Copy out each line of the entries below in which the string "lawn" appears.

** Opening Stored data block **

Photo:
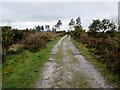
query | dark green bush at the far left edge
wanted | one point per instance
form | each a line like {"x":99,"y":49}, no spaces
{"x":10,"y":36}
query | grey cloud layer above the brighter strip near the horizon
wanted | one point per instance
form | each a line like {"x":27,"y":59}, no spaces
{"x":38,"y":11}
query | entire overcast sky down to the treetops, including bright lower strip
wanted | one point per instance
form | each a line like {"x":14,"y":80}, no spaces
{"x":29,"y":14}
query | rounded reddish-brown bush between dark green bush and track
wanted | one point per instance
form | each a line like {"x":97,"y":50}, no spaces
{"x":39,"y":40}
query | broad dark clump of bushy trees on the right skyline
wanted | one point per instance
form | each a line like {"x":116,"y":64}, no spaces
{"x":102,"y":26}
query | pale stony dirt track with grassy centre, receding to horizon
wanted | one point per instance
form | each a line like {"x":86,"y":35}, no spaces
{"x":66,"y":68}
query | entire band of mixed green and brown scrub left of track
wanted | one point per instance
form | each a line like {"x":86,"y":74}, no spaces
{"x":13,"y":39}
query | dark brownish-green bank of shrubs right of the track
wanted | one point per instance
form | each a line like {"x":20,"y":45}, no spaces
{"x":104,"y":46}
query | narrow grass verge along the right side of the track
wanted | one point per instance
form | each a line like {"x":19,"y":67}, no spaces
{"x":112,"y":79}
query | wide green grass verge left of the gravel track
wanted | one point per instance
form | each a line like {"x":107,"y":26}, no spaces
{"x":22,"y":70}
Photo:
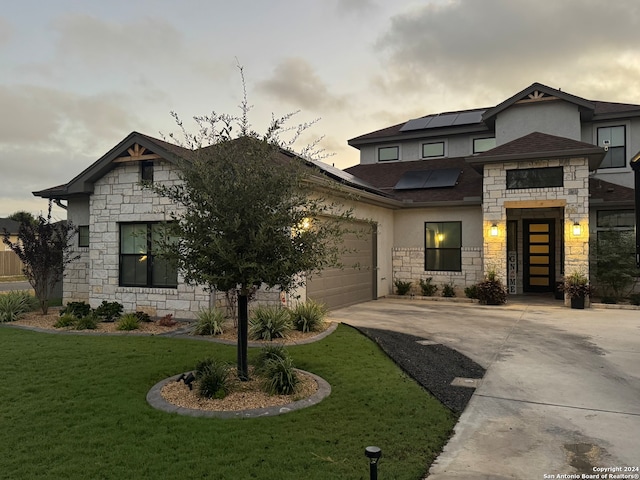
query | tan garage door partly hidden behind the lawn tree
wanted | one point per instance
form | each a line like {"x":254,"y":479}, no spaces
{"x":342,"y":287}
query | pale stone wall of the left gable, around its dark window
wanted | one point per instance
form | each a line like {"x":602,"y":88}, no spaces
{"x":119,"y":198}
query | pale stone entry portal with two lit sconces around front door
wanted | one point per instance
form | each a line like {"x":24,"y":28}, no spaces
{"x":575,"y":194}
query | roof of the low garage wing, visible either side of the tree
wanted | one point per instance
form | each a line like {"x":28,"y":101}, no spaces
{"x":83,"y":183}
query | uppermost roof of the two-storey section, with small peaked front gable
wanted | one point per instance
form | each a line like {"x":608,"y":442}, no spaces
{"x":590,"y":110}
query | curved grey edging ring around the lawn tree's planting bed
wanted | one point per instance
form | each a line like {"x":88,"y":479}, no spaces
{"x":155,"y":399}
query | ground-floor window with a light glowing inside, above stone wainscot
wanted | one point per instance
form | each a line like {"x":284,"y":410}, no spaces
{"x":443,"y":246}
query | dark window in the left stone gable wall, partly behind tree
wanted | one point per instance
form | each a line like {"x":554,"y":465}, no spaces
{"x":139,"y":264}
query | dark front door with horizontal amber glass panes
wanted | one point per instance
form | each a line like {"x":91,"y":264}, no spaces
{"x":539,"y":255}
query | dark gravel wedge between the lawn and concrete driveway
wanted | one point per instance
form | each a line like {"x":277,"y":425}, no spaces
{"x":432,"y":366}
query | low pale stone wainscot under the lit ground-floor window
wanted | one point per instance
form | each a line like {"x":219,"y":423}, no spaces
{"x":408,"y":265}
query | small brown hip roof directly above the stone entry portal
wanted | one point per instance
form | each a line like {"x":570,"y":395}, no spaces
{"x":536,"y":145}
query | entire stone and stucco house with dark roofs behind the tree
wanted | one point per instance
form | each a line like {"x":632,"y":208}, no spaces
{"x":519,"y":188}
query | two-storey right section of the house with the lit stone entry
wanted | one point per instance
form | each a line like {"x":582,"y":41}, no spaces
{"x":520,"y":187}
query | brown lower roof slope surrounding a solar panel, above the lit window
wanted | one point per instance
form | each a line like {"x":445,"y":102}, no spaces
{"x":385,"y":176}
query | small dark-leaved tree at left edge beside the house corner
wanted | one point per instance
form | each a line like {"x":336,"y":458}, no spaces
{"x":43,"y":248}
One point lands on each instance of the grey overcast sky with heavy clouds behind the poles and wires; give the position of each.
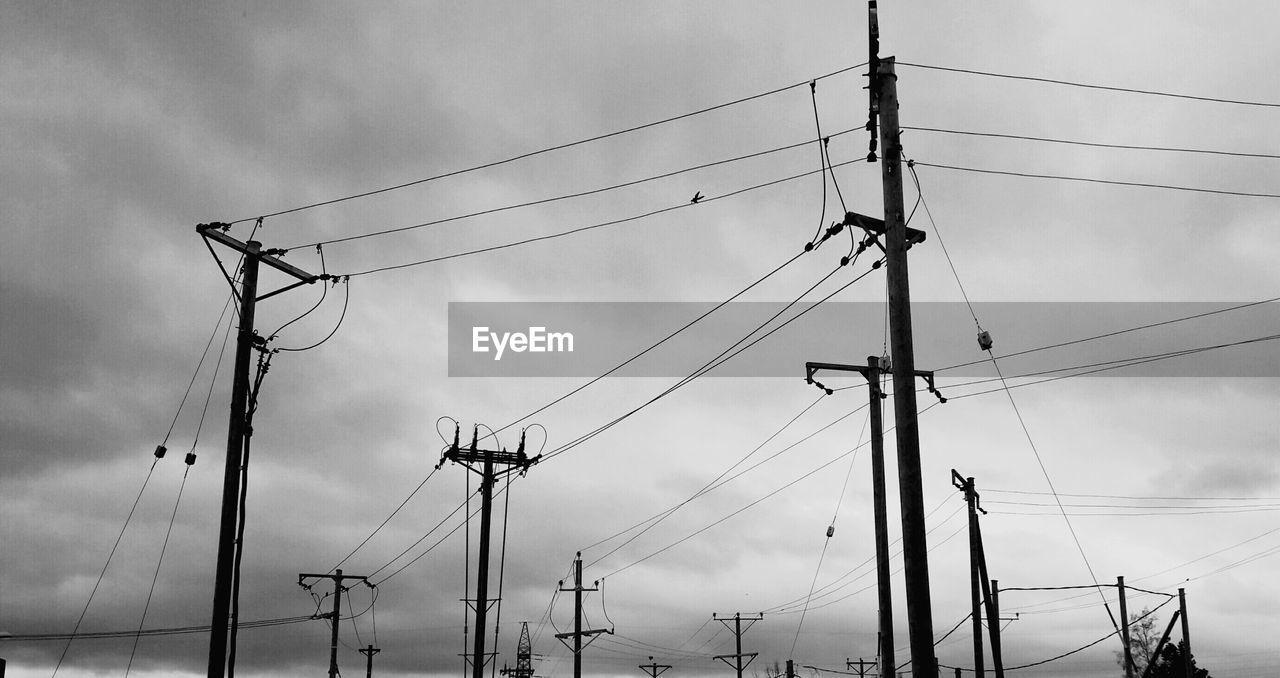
(125, 125)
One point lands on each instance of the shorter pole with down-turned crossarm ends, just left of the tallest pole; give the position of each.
(872, 372)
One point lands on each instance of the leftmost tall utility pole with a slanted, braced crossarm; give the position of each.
(239, 432)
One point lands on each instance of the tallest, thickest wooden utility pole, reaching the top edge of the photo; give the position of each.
(920, 610)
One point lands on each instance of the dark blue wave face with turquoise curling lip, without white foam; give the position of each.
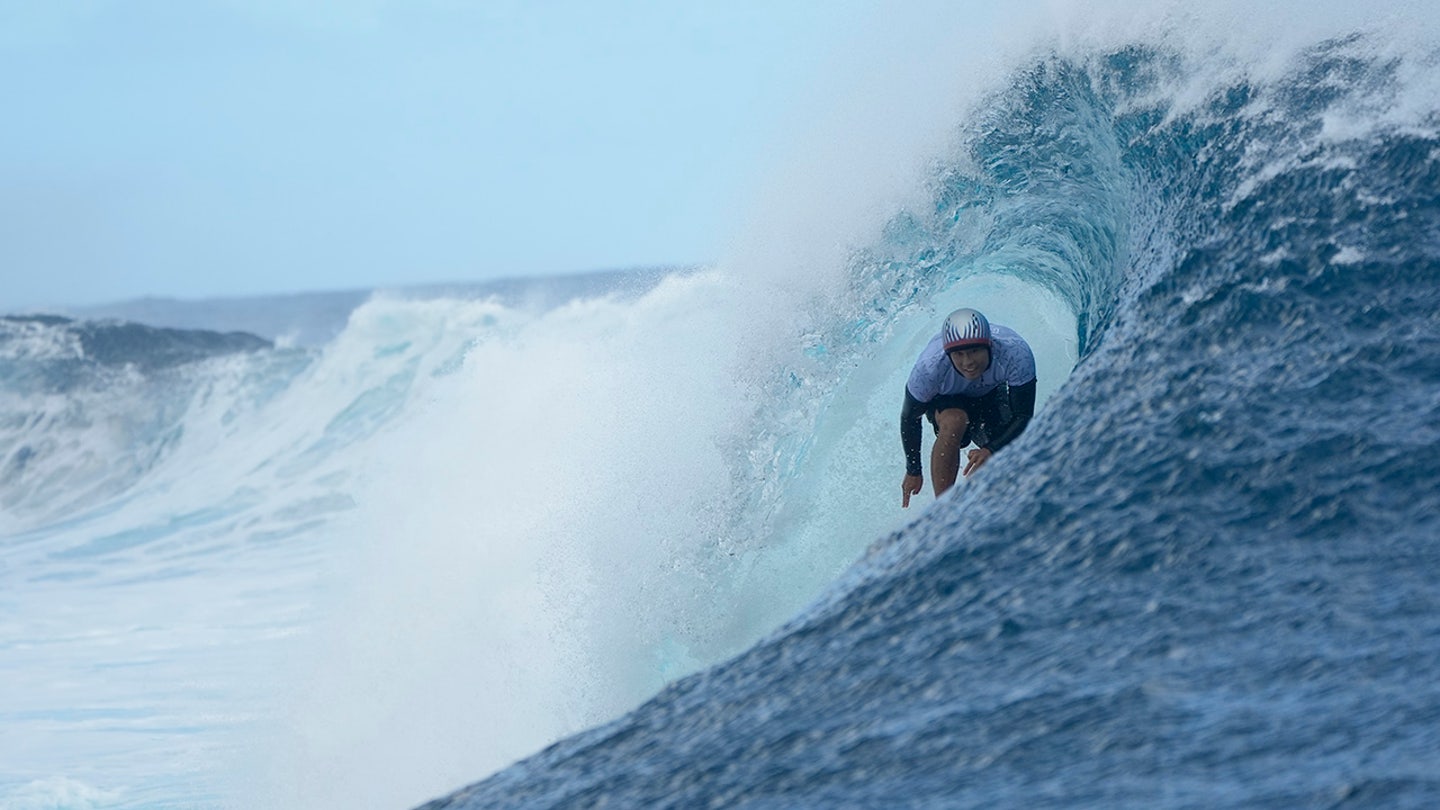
(1209, 576)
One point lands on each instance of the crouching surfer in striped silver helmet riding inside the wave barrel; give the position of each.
(977, 384)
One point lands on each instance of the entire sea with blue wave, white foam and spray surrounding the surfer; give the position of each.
(634, 540)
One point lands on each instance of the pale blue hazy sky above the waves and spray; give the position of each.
(218, 148)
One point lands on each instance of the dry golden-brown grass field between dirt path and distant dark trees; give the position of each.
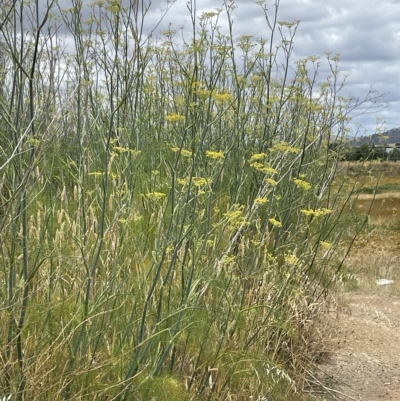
(376, 252)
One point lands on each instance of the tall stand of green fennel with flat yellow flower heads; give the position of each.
(168, 228)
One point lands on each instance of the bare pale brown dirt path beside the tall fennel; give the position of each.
(365, 361)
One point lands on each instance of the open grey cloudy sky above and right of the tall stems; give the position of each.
(366, 33)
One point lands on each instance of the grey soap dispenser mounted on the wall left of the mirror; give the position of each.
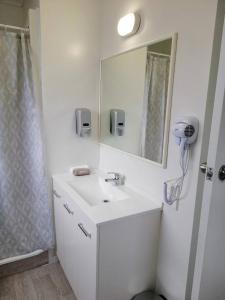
(83, 122)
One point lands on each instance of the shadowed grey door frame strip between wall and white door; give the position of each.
(218, 33)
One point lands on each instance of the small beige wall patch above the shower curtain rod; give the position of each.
(11, 15)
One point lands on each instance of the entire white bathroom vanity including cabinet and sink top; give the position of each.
(107, 237)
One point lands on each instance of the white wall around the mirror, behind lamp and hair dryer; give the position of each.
(194, 21)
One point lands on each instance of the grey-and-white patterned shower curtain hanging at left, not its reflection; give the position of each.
(25, 215)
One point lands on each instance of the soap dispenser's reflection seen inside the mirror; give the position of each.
(117, 122)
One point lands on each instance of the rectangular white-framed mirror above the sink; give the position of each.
(135, 103)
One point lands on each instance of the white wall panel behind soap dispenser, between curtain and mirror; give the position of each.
(70, 76)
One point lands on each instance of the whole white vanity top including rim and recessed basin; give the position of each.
(89, 192)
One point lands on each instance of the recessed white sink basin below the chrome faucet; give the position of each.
(95, 191)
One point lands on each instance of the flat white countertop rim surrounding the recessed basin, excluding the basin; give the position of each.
(136, 203)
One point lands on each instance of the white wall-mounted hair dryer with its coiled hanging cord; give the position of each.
(185, 131)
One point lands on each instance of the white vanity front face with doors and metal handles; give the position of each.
(76, 239)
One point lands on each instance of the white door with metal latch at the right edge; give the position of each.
(209, 276)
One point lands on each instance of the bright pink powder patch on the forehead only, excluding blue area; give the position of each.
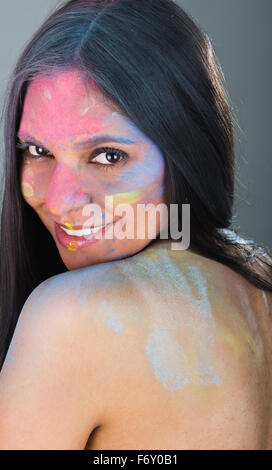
(62, 102)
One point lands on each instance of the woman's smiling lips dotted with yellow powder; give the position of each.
(74, 243)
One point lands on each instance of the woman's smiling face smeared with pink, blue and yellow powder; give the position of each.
(78, 149)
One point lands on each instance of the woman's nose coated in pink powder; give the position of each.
(64, 192)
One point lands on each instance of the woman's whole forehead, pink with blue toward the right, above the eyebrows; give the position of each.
(70, 103)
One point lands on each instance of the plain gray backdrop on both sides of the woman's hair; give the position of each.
(240, 31)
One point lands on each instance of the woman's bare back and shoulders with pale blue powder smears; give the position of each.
(156, 351)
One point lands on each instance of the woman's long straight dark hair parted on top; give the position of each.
(153, 61)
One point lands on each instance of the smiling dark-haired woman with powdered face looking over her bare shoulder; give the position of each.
(123, 342)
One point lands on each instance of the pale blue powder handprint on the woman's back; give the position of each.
(170, 364)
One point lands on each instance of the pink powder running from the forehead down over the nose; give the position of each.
(57, 110)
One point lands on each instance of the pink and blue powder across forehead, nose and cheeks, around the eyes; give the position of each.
(61, 110)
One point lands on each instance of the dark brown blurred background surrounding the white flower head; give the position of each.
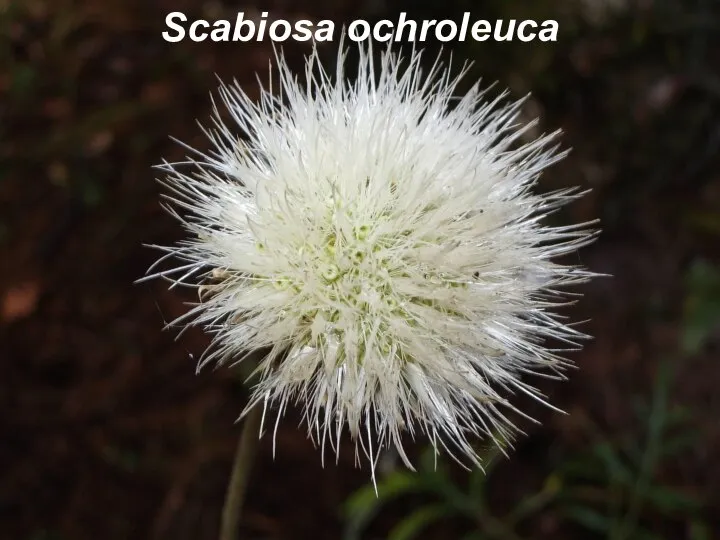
(107, 433)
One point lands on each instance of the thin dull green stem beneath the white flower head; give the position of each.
(244, 457)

** Closing Stored data block **

Answer below:
query | tan garage door partly hidden behind the lawn tree
query | curved grey edging ring around the lawn tree's planting bed
query | dark gravel wedge between the lawn and concrete driveway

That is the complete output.